──────── Source material ────────

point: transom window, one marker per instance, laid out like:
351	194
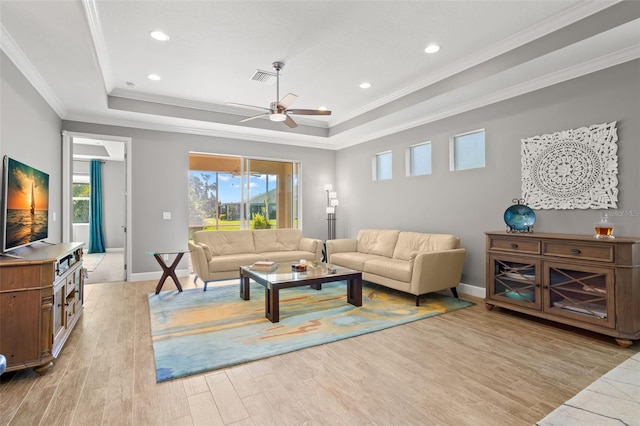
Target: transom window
467	151
382	166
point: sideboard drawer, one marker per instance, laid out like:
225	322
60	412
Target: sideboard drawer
599	252
514	245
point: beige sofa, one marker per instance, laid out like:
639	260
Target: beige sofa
412	262
218	255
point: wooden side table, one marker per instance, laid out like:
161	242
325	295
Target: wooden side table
170	270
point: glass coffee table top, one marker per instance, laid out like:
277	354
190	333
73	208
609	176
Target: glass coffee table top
285	273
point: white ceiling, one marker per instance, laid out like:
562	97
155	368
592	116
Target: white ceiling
80	55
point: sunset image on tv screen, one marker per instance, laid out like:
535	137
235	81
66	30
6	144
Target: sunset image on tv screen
27	205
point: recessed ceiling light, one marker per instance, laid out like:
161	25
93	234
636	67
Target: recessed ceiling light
159	35
432	48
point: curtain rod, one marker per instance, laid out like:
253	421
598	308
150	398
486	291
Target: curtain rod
86	160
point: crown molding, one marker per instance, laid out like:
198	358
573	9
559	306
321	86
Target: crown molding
579	70
97	35
20	60
199	105
356	136
571	16
248	134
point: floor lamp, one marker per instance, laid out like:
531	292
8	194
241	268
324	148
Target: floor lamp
332	203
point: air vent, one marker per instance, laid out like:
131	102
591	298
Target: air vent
265	77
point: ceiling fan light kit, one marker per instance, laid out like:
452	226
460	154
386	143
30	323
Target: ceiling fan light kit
278	110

────────

-- What you should do --
Each line from the one that holds "point: white ceiling, one" to the end of the records above should be transcribed exactly, both ends included.

-- Answer to this task --
point: white ceiling, one marker per instance, laid out like:
562	97
155	368
592	116
Target: white ceiling
80	55
point: sunset image on tv screen, one marker per instance, laid out like:
535	137
235	81
66	30
6	144
Target: sunset image on tv screen
27	205
point: recessed ceiling light, one marker per instance, laid out like:
161	25
93	234
636	67
Target: recessed ceiling light
159	35
432	48
point: curtain rod, one marker per instance, laid out like:
253	421
598	308
150	398
486	291
Target: curtain rod
86	160
point: crown molding, one marker per instance, laid out like:
198	358
573	9
559	306
321	86
Target: crown molding
579	70
97	35
20	60
199	105
356	136
571	16
248	134
point: floor lamp, one marker per instance, laid out like:
531	292
8	194
241	268
324	148
Target: floor lamp
332	203
point: air vent, one marker per instance, laid out like:
131	102
591	298
Target: air vent
265	77
point: ceiling fan light kit, one marker per instance, laid out like:
452	226
460	154
386	143
30	323
Target: ceiling fan light kit
278	110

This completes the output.